When the statue was complete, Ream returned to Washington. On January 25, 1871, her white marble statue of United States President Abraham Lincoln was unveiled in the United States Capitol rotunda, when Ream was only 23 years old. She later opened a studio at 704 Broadway, New York City. In 1871, she exhibited at the American Institute Fair.

She returned to Washington and opened a studio and salon at 235 Pennsylvania Avenue. She was unsuccessful in her entry in the Thomas statue competition.
In 1875, George Armstrong Custer sat for a portrait bust. In 1876, she exhibited at the Centennial Exposition. In November 1877, she produced a model for a Lee statue in Richmond.
After lobbying William Tecumseh Sherman and Mrs. Farragut, she won a competition to sculpt Admiral David G. Farragut. Her sculpture, located at Farragut Square, Washington, D.C. was dedicated on April 25, 1881.

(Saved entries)
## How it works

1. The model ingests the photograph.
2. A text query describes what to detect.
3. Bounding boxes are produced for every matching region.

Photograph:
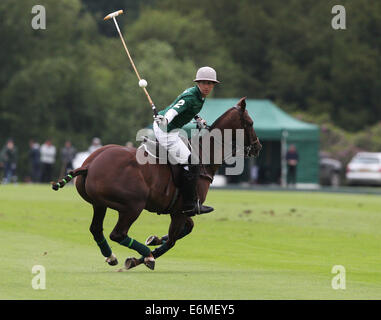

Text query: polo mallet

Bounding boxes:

Exercise instructions
Update the passage about Ream's sculpture career from the words "In 1875, George" through "statue in Richmond.", replacing "portrait bust" with "marble bust". These saved entries have no connection to the passage about Ream's sculpture career.

Answer box
In 1875, George Armstrong Custer sat for a marble bust. In 1876, she exhibited at the Centennial Exposition. In November 1877, she produced a model for a Lee statue in Richmond.